Items from a data source:
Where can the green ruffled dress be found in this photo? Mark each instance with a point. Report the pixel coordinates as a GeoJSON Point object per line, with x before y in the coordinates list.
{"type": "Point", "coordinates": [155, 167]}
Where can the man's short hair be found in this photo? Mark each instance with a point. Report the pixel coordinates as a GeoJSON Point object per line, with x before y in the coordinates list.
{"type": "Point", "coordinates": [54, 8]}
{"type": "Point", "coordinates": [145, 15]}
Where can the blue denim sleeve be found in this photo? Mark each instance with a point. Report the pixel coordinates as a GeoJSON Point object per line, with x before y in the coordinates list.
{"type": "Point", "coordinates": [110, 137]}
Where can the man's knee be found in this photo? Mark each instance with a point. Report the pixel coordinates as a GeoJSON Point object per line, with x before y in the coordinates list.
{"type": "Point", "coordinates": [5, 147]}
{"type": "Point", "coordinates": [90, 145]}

Requirement:
Every record must be transcribed exactly as written.

Task answer:
Where can the green ruffled dress be found in this photo? Mark each instance with a point. Report the pixel coordinates as a GeoJSON Point object per line, with x before y in the coordinates list.
{"type": "Point", "coordinates": [155, 167]}
Where can the man's short hair be found in this photo? Mark each instance with a point. Report the pixel coordinates as a GeoJSON Point object per line, with x before y in the coordinates list.
{"type": "Point", "coordinates": [54, 8]}
{"type": "Point", "coordinates": [145, 15]}
Where can the blue denim sleeve be found in this photo? Mark each instance with a point. Report the pixel coordinates as a GeoJSON Point object per line, with x before y in the coordinates list.
{"type": "Point", "coordinates": [110, 137]}
Where can the man's knee be found in this photo? Mark each instance with a point. Report the pixel coordinates as a GeoJSON Point object per line, with x before y in the coordinates list.
{"type": "Point", "coordinates": [5, 147]}
{"type": "Point", "coordinates": [90, 145]}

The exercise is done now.